**WORK REQUIRED**
What follows is a set of entries. Give them again exactly, without the pictures.

[Start of PROVIDED DATA]

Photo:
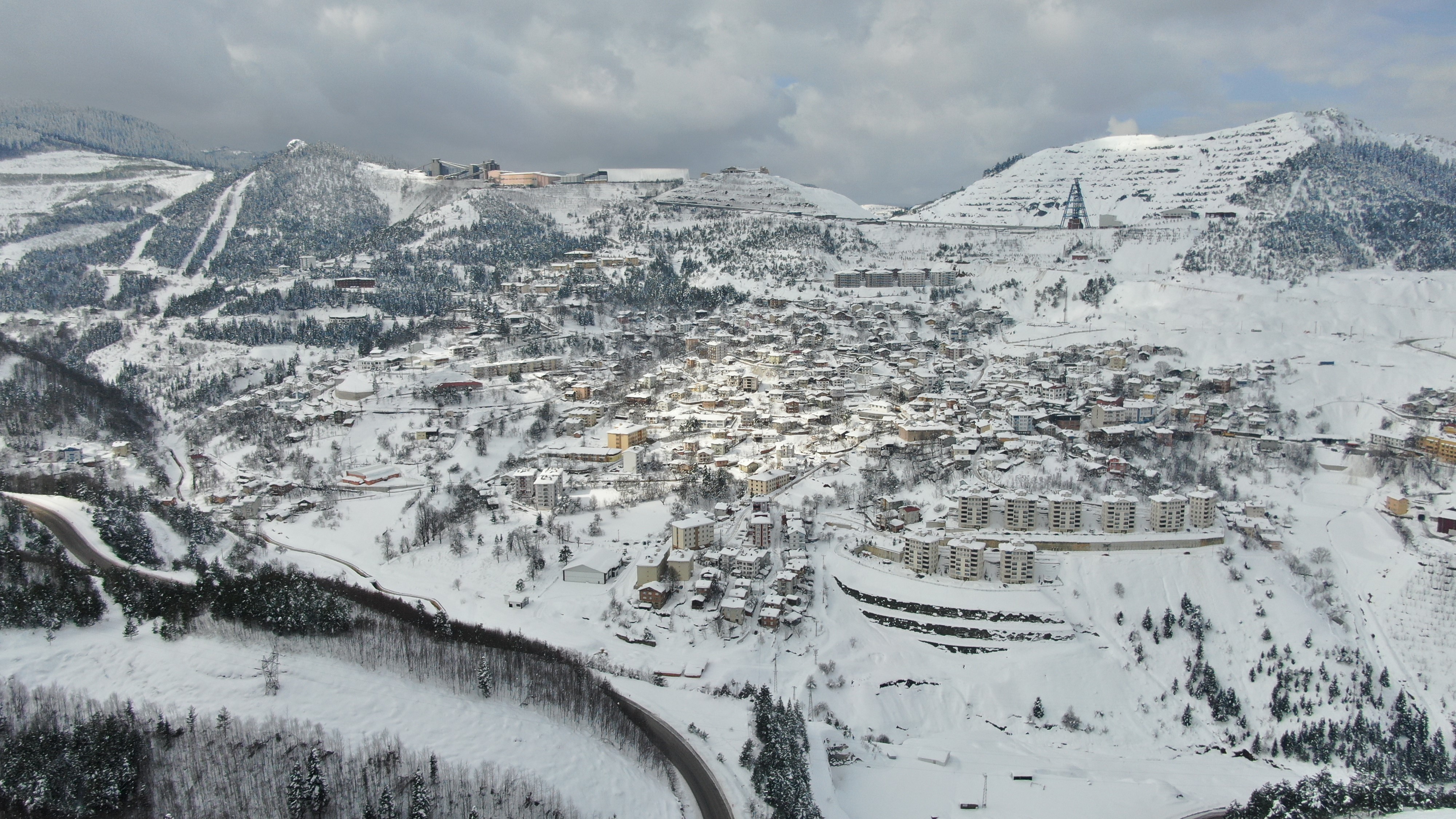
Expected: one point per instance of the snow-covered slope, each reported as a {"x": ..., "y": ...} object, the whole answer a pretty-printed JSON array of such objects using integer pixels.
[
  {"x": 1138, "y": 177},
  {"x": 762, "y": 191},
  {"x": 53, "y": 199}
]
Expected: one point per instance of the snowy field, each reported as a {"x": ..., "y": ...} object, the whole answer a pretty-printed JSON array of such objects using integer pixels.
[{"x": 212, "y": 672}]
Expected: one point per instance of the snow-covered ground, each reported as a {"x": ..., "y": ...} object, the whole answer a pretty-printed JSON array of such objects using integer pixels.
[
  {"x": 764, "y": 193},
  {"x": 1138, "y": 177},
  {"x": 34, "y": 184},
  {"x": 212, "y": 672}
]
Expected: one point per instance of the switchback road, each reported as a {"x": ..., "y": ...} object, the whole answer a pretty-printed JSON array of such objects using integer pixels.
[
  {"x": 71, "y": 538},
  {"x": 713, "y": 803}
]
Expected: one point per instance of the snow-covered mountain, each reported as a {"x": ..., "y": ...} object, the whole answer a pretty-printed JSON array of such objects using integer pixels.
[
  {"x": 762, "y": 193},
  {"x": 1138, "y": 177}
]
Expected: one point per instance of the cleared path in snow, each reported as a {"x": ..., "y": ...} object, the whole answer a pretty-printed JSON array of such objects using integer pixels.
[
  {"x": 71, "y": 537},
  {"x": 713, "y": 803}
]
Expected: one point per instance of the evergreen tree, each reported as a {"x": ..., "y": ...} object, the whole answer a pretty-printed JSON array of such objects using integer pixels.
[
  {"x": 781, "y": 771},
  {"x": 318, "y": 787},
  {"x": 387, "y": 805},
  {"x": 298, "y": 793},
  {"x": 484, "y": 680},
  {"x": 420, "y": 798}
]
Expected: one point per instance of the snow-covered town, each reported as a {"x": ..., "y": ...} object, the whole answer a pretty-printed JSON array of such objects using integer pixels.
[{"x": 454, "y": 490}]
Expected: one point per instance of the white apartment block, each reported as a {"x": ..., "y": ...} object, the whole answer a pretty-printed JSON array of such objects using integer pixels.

[End of PROVIDED DATA]

**RESPONSE BELOW**
Photo:
Expected: one point per instance of the snow-covered slope, each reported as a {"x": ..., "y": ...} object, the whole answer a pretty-printed JSON array of such objects using integer pixels.
[
  {"x": 1138, "y": 177},
  {"x": 762, "y": 191},
  {"x": 53, "y": 199}
]
Expected: one point per instance of the snowy field, each reported as a {"x": ..., "y": ...} object, the whole answer a pretty-printed JSON array of such objects using integer pixels.
[{"x": 212, "y": 672}]
Expected: one point per instance of the snow-covered ground, each reported as a {"x": ..., "y": ...} object, the whole answer a pretty-printed JSON array of such objects using integer pixels.
[
  {"x": 764, "y": 193},
  {"x": 1138, "y": 177},
  {"x": 34, "y": 184},
  {"x": 212, "y": 672}
]
Expected: one point per instance of the switchback road, each reported as a {"x": ..., "y": ...} object, the whole answer a pretty-printed JSON array of such objects using integer pixels.
[
  {"x": 71, "y": 538},
  {"x": 713, "y": 803}
]
Expected: one point per instance of the snow-covered mountain, each reported as a {"x": ..., "y": ...} object, the whole answer a pretty-printed JSON array of such objects using integer pixels.
[
  {"x": 762, "y": 193},
  {"x": 1138, "y": 177}
]
Expected: one point per instance of the cleared path in snow, each reported as a {"x": ..., "y": ...} object, the whole answer a pretty-printed JSON array of such objects using integer pixels.
[
  {"x": 71, "y": 537},
  {"x": 713, "y": 803}
]
Expected: one point per instance of the evergreen tree, each reported as a {"x": ..., "y": ...} object, the whole answer a pretty-printed JSON array of such objects using integer pixels.
[
  {"x": 781, "y": 771},
  {"x": 318, "y": 787},
  {"x": 387, "y": 805},
  {"x": 298, "y": 793},
  {"x": 484, "y": 680},
  {"x": 420, "y": 798}
]
Expected: one point per instance of the snow-covered town, each reported as a {"x": ..., "y": ...} object, the whole answer a pretty-printed JSON array of such objects using integer pixels.
[{"x": 454, "y": 490}]
Expected: one point per instance of the white apartment block, each reported as a {"x": ..., "y": ...} object, the whole answer a pretty-printed JSON array of such objects using integer pixels.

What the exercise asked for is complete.